[Collected data]
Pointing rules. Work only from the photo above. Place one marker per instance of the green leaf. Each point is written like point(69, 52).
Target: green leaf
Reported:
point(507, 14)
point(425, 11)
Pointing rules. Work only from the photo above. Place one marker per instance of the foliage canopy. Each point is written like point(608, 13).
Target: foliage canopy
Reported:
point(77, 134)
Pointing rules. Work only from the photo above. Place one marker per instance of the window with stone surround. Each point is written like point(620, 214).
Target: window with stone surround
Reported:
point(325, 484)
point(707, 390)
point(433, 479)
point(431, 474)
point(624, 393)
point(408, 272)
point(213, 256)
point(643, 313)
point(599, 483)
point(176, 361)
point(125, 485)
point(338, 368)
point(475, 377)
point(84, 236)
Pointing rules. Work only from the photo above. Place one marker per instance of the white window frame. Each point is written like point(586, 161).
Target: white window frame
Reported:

- _Brief_: Duplicate all of the rows above line for line, changing nothing.

- _Answer in full_:
Pointing rules. Work only from the photo above. Place one marker per instance of the green leaf. Each point is written like point(69, 52).
Target: green leaf
Reported:
point(507, 14)
point(425, 11)
Pointing rules. Work only from the photo above. Place one marker per instance of the foliage canopy. Each point is written like point(608, 13).
Target: foliage canopy
Reported:
point(77, 134)
Pointing rules. Work only from the photo above. Place one marker per instance of the window with stone surround. Each point is written like point(620, 214).
Target: window with stone surround
Reported:
point(325, 484)
point(707, 390)
point(433, 479)
point(431, 474)
point(624, 393)
point(408, 272)
point(213, 256)
point(643, 313)
point(599, 483)
point(176, 361)
point(125, 485)
point(338, 368)
point(475, 377)
point(84, 236)
Pointing rules. Work only from the photo above. Place one marker per instance of the white window frame. Each point is written like point(586, 161).
Target: white window frame
Reported:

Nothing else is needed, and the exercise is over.